**TEXTO DE ORIGEN**
Aprueban lista cerrada y con paridad de género desde 2019
Según el acuerdo, los partidos políticos tendrán autonomía para escoger el mecanismo que más les convenga para conformar las listas de candidatos, como una convención, una consulta popular o una encuesta interna.
La plenaria del Senado de la República avanzó en la aprobación de algunos artículos de la reforma política, que estaba frenada por falta de consenso en el punto de la lista cerrada para las elecciones.
Los congresistas aprobaron en segundo debate este artículo, que modificará los tarjetones electorales a partir del 2019.
La propuesta en el caso del departamento del Huila, ya había sido rechazada por dirigentes políticos de la región tales como el diputado José Eustacio Rivera, quien indicó que permitir las listas cerradas es cerrar la puerta a las diferentes expresiones políticas de muchos jóvenes en el país, además de calificarla como un atentado a la democracia.
“Consideramos que los caudillos, las fami-empresas electorales se van a apoderar de los avales y va hacer muy difícil, en el caso de un conceso u asamblea que una persona que ocupe un cuarto, quinto o sexto lugar, tenga la oportunidad de llegar a una corporación pública y dicho privilegio estará solo en cabeza de un segundo o tercero de acuerdo a la fuerza de la lista” dijo el diputado.
En ese mismo sentido se había pronunciado Hugo Arciniegas, joven dirigente político que calificó la propuesta como desastrosa y que hace retroceder la democracia; calificó la iniciativa como un elemento que ha de generar corrupción en el entendido que el jefe político o cacique, ha de colocar a sus familiares, hijos o amigos cercanos como cuota política.
“Esto es sencillamente una forma de comprar avales para el segundo y tercer puesto” sostuvo.
De igual forma, Arciniegas indicaba que ello, conllevará a monopolizar la política; un mal que se busca erradicar por parte de los jóvenes que buscan renovación y representar al pueblo en diferentes dignidades o corporaciones.
Autonomía de los partidos
Según el acuerdo, los partidos políticos tendrán autonomía para escoger el mecanismo que más les convenga para conformar las listas de candidatos, como una convención, una consulta popular o una encuesta interna.

**Entradas de datos guardadas**
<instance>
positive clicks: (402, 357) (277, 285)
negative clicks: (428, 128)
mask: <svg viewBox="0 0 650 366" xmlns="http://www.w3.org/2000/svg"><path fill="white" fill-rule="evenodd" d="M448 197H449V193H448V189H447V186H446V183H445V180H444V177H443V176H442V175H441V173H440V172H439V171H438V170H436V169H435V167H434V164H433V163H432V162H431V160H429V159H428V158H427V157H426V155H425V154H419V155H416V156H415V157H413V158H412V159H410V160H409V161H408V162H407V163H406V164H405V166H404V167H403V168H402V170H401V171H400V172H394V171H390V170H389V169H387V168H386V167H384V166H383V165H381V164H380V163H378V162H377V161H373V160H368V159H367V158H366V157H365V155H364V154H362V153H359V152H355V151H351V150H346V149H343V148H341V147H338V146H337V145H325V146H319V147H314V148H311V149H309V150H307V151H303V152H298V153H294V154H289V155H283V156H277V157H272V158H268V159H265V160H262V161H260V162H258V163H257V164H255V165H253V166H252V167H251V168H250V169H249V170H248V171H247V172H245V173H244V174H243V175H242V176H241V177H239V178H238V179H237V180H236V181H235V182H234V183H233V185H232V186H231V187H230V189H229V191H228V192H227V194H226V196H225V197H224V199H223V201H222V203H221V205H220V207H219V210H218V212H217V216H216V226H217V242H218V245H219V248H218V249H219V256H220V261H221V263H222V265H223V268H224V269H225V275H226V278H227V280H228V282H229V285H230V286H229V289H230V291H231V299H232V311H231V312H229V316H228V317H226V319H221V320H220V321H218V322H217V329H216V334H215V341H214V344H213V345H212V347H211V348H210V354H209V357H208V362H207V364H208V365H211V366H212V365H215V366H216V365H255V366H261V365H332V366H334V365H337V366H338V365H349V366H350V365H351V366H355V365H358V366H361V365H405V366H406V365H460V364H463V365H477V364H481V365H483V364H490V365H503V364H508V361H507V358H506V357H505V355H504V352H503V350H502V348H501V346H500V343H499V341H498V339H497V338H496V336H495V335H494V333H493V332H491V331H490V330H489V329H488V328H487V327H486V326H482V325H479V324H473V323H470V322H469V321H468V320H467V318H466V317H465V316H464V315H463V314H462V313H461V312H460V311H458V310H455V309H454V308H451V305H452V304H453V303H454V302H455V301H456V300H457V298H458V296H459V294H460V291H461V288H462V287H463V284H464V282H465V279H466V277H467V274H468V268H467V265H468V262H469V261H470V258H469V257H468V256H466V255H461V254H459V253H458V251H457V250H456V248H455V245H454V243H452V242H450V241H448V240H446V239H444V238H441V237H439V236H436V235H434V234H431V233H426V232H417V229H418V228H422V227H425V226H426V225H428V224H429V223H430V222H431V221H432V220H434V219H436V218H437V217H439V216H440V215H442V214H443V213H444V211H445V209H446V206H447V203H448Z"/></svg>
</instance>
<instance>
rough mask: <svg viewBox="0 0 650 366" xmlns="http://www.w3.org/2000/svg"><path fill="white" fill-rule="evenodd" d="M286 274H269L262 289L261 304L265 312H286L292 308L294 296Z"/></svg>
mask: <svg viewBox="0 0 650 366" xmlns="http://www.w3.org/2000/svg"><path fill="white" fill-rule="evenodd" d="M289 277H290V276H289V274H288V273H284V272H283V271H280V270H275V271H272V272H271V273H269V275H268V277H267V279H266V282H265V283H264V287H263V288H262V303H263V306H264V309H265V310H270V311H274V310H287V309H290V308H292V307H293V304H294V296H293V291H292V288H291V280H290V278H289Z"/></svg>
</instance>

**INSTRUCCIONES**
**1.** Responde estas preguntas sobre la noticia de la lista cerrada:
(a) ¿En qué debate aprobaron los congresistas el artículo de la lista cerrada?
(b) ¿Qué cargo tiene José Eustacio Rivera?
(c) ¿Qué mecanismos podrán usar los partidos para conformar sus listas de candidatos?
**2.** Continúa la noticia sobre la lista cerrada a partir de su última oración.
Los registros se tomaron de una fuente distinta.

**RESPUESTAS**
**1.**
(a) En segundo debate.
(b) Es diputado.
(c) Una convención, una consulta popular o una encuesta interna.

**2.**
Sin embargo, la condición que se estableció es que dichos procesos se adelanten el mismo día para evitar que militantes de otras colectividades interfieran en las decisiones internas de otras.
De acuerdo con algunos congresistas que avalan la propuesta, con ello se acabaría la política individualista, el clientelismo y la corrupción electoral, porque los colombianos votarían por los partidos y no por quien promete dádivas a cambio del voto.
Angélica Navarro, senadora Partido Verde, dijo “nos gusta la lista cerrada si organiza los partidos”.
Por su parte, Paola Holguín el Centro Democrático que está a favor del proyecto, aseguró que “Favorece la institucionalidad de los partidos, acaba el caudillismo”.
En oposición al proyecto Temístocles Ortega, senador Cambio Radical, “La lista cerrada es una aspiración de la campaña contra la corrupción”.
Pero la adopción de las listas cerradas no es del agrado de la mayoría acostumbrada a tener su propia empresa electoral, unos en Cambio Radical la consideran un suicidio.
Liberales, conservadores y Cambio Radical comparten preocupación por lo que consideran fortalecimiento del caudillismo con listas cerradas, mientras verdes, uribistas y cristianos apuestan a que se acabe el menudeo electoral y la política uno por uno.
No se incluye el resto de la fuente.